Collected data entries:
+ + + +

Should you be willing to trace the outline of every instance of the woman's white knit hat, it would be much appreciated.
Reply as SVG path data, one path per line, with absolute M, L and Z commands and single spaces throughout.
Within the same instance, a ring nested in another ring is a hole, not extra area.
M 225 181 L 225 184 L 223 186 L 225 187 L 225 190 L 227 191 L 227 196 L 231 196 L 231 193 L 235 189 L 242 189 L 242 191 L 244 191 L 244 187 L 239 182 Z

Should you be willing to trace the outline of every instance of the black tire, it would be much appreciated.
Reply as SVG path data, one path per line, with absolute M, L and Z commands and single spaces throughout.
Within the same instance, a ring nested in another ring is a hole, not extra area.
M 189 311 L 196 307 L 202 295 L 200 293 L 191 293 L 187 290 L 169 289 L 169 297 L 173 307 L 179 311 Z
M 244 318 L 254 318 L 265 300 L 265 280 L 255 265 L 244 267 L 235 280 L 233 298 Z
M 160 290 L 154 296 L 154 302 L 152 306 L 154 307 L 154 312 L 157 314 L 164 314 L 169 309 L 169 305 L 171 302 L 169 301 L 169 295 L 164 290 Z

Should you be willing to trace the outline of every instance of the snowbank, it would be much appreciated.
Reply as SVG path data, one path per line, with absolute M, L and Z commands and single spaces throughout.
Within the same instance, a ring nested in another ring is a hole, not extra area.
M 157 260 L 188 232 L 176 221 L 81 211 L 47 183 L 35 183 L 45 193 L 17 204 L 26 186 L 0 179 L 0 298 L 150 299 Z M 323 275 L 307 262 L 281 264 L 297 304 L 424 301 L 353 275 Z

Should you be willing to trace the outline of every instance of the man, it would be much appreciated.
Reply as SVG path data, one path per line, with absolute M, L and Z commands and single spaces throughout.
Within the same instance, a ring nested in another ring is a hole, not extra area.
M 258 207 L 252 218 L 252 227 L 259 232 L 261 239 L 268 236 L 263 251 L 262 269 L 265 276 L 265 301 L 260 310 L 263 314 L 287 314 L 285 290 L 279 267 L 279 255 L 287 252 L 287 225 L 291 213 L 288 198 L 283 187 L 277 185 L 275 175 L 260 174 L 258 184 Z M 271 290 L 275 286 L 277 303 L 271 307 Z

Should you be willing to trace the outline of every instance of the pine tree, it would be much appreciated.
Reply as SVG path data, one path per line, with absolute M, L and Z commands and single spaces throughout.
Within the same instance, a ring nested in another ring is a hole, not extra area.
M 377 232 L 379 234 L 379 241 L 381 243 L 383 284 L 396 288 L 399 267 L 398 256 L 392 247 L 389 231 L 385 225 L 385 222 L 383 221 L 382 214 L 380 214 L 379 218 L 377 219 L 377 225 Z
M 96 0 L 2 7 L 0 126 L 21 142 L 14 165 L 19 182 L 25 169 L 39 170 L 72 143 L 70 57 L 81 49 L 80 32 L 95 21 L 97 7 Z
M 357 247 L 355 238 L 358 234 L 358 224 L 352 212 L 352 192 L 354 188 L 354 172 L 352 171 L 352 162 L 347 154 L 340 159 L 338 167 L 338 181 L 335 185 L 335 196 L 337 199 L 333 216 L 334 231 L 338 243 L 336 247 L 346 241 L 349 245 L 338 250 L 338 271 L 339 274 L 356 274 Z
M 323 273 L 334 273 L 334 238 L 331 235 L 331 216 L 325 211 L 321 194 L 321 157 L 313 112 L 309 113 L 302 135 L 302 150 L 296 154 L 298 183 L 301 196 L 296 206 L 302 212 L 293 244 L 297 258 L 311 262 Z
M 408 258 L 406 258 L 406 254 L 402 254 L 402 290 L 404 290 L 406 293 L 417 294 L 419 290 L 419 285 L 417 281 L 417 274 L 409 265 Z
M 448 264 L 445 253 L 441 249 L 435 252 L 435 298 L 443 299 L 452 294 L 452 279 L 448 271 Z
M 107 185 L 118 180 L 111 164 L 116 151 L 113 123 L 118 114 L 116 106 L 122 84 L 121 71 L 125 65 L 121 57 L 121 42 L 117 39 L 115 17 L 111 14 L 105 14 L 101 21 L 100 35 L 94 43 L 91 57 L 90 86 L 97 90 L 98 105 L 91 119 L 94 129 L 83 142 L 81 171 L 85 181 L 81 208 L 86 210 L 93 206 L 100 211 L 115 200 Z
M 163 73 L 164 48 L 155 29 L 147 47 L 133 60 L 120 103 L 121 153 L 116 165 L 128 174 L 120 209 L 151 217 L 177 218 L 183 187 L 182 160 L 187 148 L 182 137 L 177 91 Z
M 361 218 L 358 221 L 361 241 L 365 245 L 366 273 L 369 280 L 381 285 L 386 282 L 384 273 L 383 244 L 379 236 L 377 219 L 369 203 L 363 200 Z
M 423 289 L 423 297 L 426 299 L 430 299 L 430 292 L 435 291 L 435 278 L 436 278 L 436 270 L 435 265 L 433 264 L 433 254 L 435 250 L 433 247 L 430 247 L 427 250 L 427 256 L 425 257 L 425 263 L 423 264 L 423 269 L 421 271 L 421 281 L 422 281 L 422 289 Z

+ + + +

THE PROBLEM: Rewrite all of the material above, replacing "Reply as" with "Respond with" wherever it occurs and leaving everything else unchanged.

EXERCISE SOLUTION:
Should you be willing to trace the outline of every instance of the woman's white knit hat, it would be much appreciated.
Respond with SVG path data, one path per line, with absolute M, L and Z commands and single spaces throughout.
Within the same instance, a ring nested in another ring is a hole, not extra area.
M 225 181 L 225 184 L 223 186 L 225 187 L 225 190 L 227 191 L 227 196 L 231 196 L 231 193 L 235 189 L 242 189 L 242 191 L 244 191 L 244 187 L 239 182 Z

Should you be willing to trace the outline of every instance of the black tire, it would be much appreciated.
Respond with SVG path data, one path per line, with absolute M, L and Z commands and single spaces throughout.
Within the same instance, a ring nested in another ring is a hole, not extra area.
M 189 311 L 196 307 L 202 295 L 200 293 L 191 293 L 187 290 L 169 289 L 169 297 L 173 307 L 179 311 Z
M 244 318 L 254 318 L 265 300 L 265 280 L 255 265 L 244 267 L 235 280 L 233 298 Z
M 160 290 L 154 296 L 154 302 L 152 306 L 154 307 L 154 312 L 157 314 L 164 314 L 169 309 L 169 305 L 171 302 L 169 301 L 169 295 L 164 290 Z

Should you be willing to trace the outline of every instance of the snowbank, it would be much appreciated.
Respond with SVG path data, one path per line, with absolute M, L and Z commands and single spaces throughout.
Within the same instance, a ring nested in another ring is a hole, not extra area.
M 157 260 L 188 232 L 176 221 L 81 211 L 47 183 L 35 183 L 45 193 L 17 204 L 26 186 L 0 179 L 0 298 L 150 299 Z M 323 275 L 307 262 L 281 264 L 297 304 L 424 301 L 353 275 Z

Should you be willing to trace the outline of every instance of the man, it would be much appreciated.
Respond with SVG path data, one path per line, with absolute M, L and Z commands and single spaces throughout.
Within the same instance, a ring nested in another ring is a hole, not extra area.
M 258 207 L 252 218 L 252 227 L 259 232 L 261 239 L 268 236 L 263 251 L 262 269 L 265 276 L 265 301 L 260 310 L 263 314 L 287 314 L 285 290 L 279 267 L 279 255 L 287 252 L 287 225 L 291 213 L 288 198 L 283 187 L 277 185 L 275 175 L 260 174 L 258 184 Z M 271 290 L 275 286 L 277 303 L 271 307 Z

Should you be willing to trace the outline of every instance of the pine tree, it would be much appreciated.
Respond with SVG path data, one path per line, with absolute M, L and Z commands and single spaces throughout.
Within the same instance, a ring nested in another ring is a hole, not extra area.
M 377 232 L 379 234 L 379 241 L 381 243 L 383 284 L 396 288 L 399 267 L 398 256 L 392 247 L 389 231 L 385 225 L 385 222 L 383 221 L 382 214 L 380 214 L 379 218 L 377 219 L 377 225 Z
M 96 0 L 2 7 L 0 126 L 21 142 L 14 165 L 19 182 L 25 169 L 39 170 L 72 143 L 70 57 L 81 49 L 80 32 L 95 21 L 97 7 Z
M 357 247 L 355 238 L 358 234 L 358 224 L 352 212 L 352 192 L 354 188 L 354 172 L 352 171 L 352 162 L 347 154 L 340 159 L 338 167 L 338 181 L 335 185 L 335 196 L 337 199 L 333 216 L 334 231 L 338 243 L 336 247 L 346 241 L 349 245 L 338 250 L 338 271 L 339 274 L 356 274 Z
M 323 273 L 334 273 L 334 238 L 331 235 L 331 216 L 325 211 L 321 194 L 321 157 L 313 112 L 309 113 L 302 135 L 302 150 L 296 154 L 298 183 L 301 196 L 296 206 L 302 212 L 293 244 L 297 258 L 311 262 Z
M 408 258 L 406 258 L 406 254 L 402 254 L 402 290 L 404 290 L 406 293 L 417 294 L 419 290 L 419 285 L 417 281 L 417 274 L 409 265 Z
M 448 264 L 445 253 L 441 249 L 435 252 L 435 298 L 443 299 L 452 294 L 452 279 L 448 271 Z
M 107 185 L 118 180 L 111 164 L 116 151 L 113 123 L 118 114 L 116 106 L 122 84 L 121 71 L 125 65 L 121 57 L 121 42 L 117 39 L 115 17 L 111 14 L 105 14 L 101 21 L 100 35 L 94 43 L 91 57 L 90 86 L 97 90 L 98 105 L 91 119 L 94 129 L 83 142 L 81 171 L 85 181 L 81 208 L 86 210 L 93 206 L 100 211 L 115 200 Z
M 163 73 L 164 48 L 155 29 L 147 47 L 133 60 L 120 103 L 121 153 L 116 165 L 128 174 L 120 209 L 151 217 L 177 218 L 183 187 L 182 160 L 187 148 L 182 137 L 177 91 Z
M 361 218 L 358 221 L 361 241 L 365 245 L 366 273 L 369 280 L 381 285 L 386 282 L 384 273 L 383 244 L 379 236 L 377 219 L 369 203 L 363 200 Z
M 423 289 L 423 297 L 426 299 L 430 299 L 430 292 L 435 291 L 435 278 L 436 278 L 436 270 L 435 265 L 433 264 L 433 254 L 435 250 L 433 247 L 430 247 L 427 250 L 427 256 L 425 257 L 425 263 L 423 264 L 423 269 L 421 271 L 421 281 L 422 281 L 422 289 Z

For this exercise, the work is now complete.